**Your task:** Format the listing below as a Markdown table with the columns Row and Line, giving each non-blank line its own numbered row and skipping blank lines. Leave the pictures out of the table.

**Task input:**
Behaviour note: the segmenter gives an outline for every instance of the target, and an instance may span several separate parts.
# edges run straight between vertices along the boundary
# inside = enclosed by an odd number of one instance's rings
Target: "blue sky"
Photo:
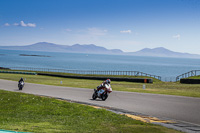
[[[37,42],[200,54],[200,1],[0,0],[0,46]]]

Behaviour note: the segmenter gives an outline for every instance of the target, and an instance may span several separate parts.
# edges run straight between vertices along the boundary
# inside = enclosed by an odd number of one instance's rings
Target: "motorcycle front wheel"
[[[107,94],[107,93],[103,93],[103,94],[101,95],[101,99],[102,99],[103,101],[105,101],[107,98],[108,98],[108,94]]]
[[[96,95],[96,93],[94,92],[93,95],[92,95],[92,99],[95,100],[96,98],[97,98],[97,95]]]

**The answer:**
| Row | Line |
|---|---|
| 1 | Behaviour note: the segmenter gives an outline for every instance of the target, and an instance may span several separate parts. |
| 2 | # edges run straight between vertices along the boundary |
| 3 | # inside = enclosed by an odd number of one instance's rings |
| 4 | Target: "blue sky" |
| 5 | Photo: |
| 6 | [[[37,42],[200,54],[200,1],[0,0],[0,46]]] |
| 7 | Behaviour note: the segmenter gives an outline for every instance of the target, and an instance may span several separate parts. |
| 8 | # edges run straight between vertices along the boundary |
| 9 | # inside = enclosed by an odd number of one instance's rings |
| 10 | Target: "motorcycle front wheel" |
| 11 | [[[107,94],[107,93],[103,93],[103,94],[101,95],[101,99],[102,99],[103,101],[105,101],[107,98],[108,98],[108,94]]] |
| 12 | [[[96,95],[96,93],[94,92],[93,95],[92,95],[92,99],[95,100],[96,98],[97,98],[97,95]]] |